** TEXT BLOCK follows **
It's pregnancy and Infant Loss Awareness week. That's got me thinking of Liam even more than usual. Right after he died I promised that his death wouldn't be in vain. I would use it to grow, help others, and GET HEALTHY.
I have decided to really focus on the "get healthy" promise. I've been working with my team of doctors for a year now to get my Lupus under control. It's been a long road, but that road has lead me to remission. For the most part my Lupus has been under control and my kidneys are better than they've been since before Isaac. I can pretty much check that part off the "get healthy" promise checklist.
Now, I must focus on the nex t part of getting healthy...my weight. I've been overweight for years. I've been on high doses of steroids off and on for many years which hasn't helped with my weight. However, I can't blame the steroids for everything, as much as I'd like to. Lifestyle plays a huge roll. We all know it. I kept hoping I'd wake up one day skinny, but it never happened. Shocker. There's no magic quick fix. Not sure why I ever thought it would be easy. It takes work to be healthy. I should know that better than anyone. So, I've been exercising more the last few weeks which feels good. It may be a walk around the block, or a bike ride around the neighborhood, but it's something. It's a start and you have to start somewhere.
Since I know that "every little bit helps" and I was feeling really inspired today, I decided to turn over a new leaf and take the stairs at work. Gasp. No, really. I was gasping for air. It's only three flights of stairs, but son of a nutcracker it was hard. I was praying nobody would talk to me from the door to my office as I was way to winded to have a conversation at that moment. I might have cussed a few times on the way up, but I was so proud that I did it. I even made my dear friend Christy take the stairs with me too. She and I have been talking about this for weeks and I decided today was the day. We were going to take baby steps and start with one flight at a time, but I decided we needed to go big or go home. I WILL NOT give up. I made a promise to my son. I'm sure by Thanksgiving Christy and I will be jogging up those three flights of stairs.
** End of TEXT BLOCK **
### WHAT TO DO
A) Decide whether each statement agrees with the post on getting healthy. For each, answer yes or no and quote the words from the post that decide it.
(i) The writer's kidneys are in better shape than at any time since before Isaac.
(ii) The writer and Christy began by climbing one flight at a time.
(iii) The climb to the writer's office at work is three flights of stairs.
B) According to the post on getting healthy, how long has the writer worked with a team of doctors to get the Lupus under control?
C) List every form of exercise the writer of the post on getting healthy says they have actually done.
** RECORD SET follows **
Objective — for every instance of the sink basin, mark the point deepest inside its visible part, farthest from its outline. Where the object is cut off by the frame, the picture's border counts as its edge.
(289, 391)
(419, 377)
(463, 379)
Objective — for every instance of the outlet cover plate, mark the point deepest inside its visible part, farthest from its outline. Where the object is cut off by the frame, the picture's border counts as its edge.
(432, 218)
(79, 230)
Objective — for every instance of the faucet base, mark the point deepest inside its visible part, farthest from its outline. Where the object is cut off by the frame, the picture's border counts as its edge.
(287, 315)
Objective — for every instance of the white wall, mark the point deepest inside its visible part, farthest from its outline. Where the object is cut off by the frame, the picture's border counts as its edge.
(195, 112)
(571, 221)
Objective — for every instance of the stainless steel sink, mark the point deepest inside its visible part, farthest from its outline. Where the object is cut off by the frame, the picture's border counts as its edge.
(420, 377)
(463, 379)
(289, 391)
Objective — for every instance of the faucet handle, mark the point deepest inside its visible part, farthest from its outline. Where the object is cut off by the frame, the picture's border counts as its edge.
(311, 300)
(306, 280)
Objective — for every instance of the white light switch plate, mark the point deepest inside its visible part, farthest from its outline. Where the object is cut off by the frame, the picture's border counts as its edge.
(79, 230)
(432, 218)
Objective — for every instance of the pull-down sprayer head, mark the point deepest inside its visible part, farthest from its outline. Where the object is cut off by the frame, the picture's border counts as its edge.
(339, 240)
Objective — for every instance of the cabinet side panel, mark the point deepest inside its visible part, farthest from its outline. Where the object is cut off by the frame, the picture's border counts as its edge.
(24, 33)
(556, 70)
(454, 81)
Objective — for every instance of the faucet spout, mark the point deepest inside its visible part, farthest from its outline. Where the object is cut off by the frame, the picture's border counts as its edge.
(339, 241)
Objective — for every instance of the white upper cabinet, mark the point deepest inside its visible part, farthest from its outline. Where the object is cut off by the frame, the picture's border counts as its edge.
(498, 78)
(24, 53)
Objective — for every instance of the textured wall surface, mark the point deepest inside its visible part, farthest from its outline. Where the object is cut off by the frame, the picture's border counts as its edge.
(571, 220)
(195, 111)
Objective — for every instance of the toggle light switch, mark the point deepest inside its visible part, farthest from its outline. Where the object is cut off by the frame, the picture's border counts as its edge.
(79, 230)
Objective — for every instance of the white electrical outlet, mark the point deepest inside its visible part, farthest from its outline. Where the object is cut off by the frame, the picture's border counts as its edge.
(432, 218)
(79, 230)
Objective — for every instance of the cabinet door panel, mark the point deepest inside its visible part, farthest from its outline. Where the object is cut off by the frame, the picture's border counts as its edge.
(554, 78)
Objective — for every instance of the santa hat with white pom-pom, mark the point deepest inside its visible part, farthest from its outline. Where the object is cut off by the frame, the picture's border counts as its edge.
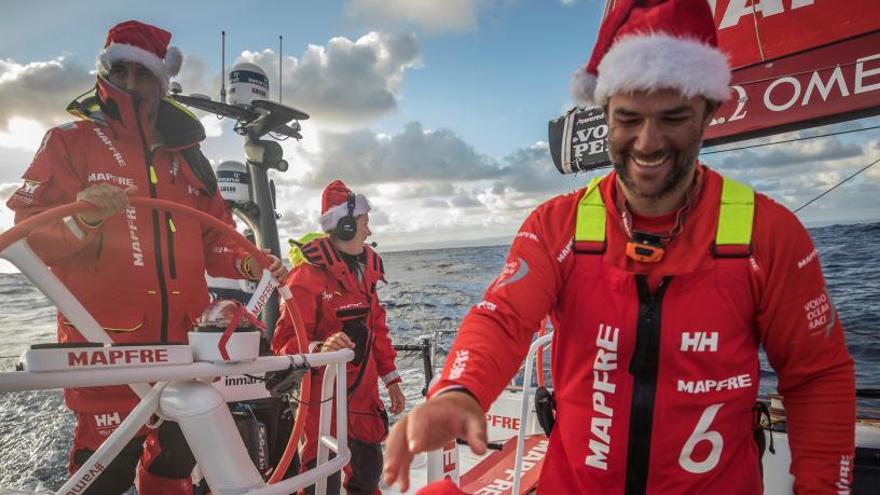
(133, 41)
(646, 45)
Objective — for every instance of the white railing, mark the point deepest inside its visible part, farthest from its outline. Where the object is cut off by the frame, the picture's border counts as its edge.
(527, 390)
(204, 419)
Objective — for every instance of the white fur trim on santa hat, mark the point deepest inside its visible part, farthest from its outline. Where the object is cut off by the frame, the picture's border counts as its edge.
(162, 69)
(582, 85)
(656, 61)
(333, 215)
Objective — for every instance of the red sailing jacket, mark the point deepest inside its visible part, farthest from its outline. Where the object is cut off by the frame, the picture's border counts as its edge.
(655, 365)
(331, 298)
(142, 273)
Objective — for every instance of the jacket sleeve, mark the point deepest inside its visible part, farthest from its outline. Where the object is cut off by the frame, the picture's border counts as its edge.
(804, 341)
(305, 290)
(53, 179)
(495, 335)
(223, 257)
(383, 350)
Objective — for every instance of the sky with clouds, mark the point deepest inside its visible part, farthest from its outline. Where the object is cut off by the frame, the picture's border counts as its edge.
(436, 110)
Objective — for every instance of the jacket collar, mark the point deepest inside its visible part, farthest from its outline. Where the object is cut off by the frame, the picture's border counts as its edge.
(107, 105)
(320, 252)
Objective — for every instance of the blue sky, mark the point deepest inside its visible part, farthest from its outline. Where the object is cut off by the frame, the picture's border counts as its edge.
(437, 110)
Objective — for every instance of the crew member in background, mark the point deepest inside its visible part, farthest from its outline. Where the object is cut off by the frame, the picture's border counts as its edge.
(661, 279)
(139, 272)
(333, 282)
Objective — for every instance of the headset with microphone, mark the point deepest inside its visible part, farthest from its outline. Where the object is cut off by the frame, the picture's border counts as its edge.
(346, 227)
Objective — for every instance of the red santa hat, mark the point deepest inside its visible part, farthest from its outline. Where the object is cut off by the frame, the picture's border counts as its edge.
(334, 204)
(134, 41)
(646, 45)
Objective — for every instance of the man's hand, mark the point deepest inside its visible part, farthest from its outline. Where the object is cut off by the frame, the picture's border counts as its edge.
(336, 342)
(106, 198)
(276, 268)
(398, 400)
(430, 426)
** End of RECORD SET **
### ANSWERS TO THE PROBLEMS
A)
(i) Yes: "my kidneys are better than they've been since before Isaac"
(ii) No: "We were going to take baby steps and start with one flight at a time, but I decided we needed to go big or go home."
(iii) Yes: "It's only three flights of stairs"

B) A year.

C)
- A walk around the block
- A bike ride around the neighborhood
- Taking the stairs at work